> **TASK BRIEF**:
How many lines in the items below contain the word "apple"? Give only the number.

> **PROVIDED MATERIAL**:
-.-.-

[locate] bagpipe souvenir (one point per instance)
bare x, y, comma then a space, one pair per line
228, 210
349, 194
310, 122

-.-.-

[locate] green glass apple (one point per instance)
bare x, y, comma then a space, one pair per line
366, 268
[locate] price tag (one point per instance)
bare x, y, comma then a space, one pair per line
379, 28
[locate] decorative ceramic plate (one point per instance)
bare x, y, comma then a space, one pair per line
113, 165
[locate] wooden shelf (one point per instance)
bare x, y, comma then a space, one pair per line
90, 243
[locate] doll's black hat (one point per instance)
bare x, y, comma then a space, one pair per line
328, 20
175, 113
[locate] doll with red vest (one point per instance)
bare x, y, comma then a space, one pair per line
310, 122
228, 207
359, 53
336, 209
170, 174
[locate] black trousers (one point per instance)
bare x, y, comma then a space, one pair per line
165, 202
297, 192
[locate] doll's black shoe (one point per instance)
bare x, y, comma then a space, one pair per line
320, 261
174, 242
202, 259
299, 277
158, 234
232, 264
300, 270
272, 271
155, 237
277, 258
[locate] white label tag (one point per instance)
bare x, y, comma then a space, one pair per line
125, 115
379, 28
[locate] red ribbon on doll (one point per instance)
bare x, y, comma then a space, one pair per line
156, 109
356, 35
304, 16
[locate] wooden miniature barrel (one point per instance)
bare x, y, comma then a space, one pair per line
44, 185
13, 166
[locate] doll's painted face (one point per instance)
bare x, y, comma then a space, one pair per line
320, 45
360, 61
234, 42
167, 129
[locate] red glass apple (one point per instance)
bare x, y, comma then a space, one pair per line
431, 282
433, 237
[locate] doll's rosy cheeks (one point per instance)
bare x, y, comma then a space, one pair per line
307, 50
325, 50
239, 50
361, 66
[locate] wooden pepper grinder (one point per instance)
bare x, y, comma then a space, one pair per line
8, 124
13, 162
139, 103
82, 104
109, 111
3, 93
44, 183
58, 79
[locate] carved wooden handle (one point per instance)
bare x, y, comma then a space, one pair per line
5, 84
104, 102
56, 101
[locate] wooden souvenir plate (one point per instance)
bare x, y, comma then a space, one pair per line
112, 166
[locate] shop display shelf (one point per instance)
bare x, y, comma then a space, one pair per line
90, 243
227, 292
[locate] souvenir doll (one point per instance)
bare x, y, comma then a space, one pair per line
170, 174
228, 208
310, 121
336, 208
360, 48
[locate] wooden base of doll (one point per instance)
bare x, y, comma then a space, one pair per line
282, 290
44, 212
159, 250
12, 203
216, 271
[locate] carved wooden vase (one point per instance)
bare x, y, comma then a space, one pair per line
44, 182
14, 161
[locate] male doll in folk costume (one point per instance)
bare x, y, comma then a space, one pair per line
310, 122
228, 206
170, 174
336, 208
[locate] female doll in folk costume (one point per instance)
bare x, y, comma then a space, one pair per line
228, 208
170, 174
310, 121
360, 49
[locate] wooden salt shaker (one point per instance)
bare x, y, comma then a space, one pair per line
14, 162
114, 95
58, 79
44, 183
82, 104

-.-.-

> **RESPONSE TO THE EXERCISE**:
2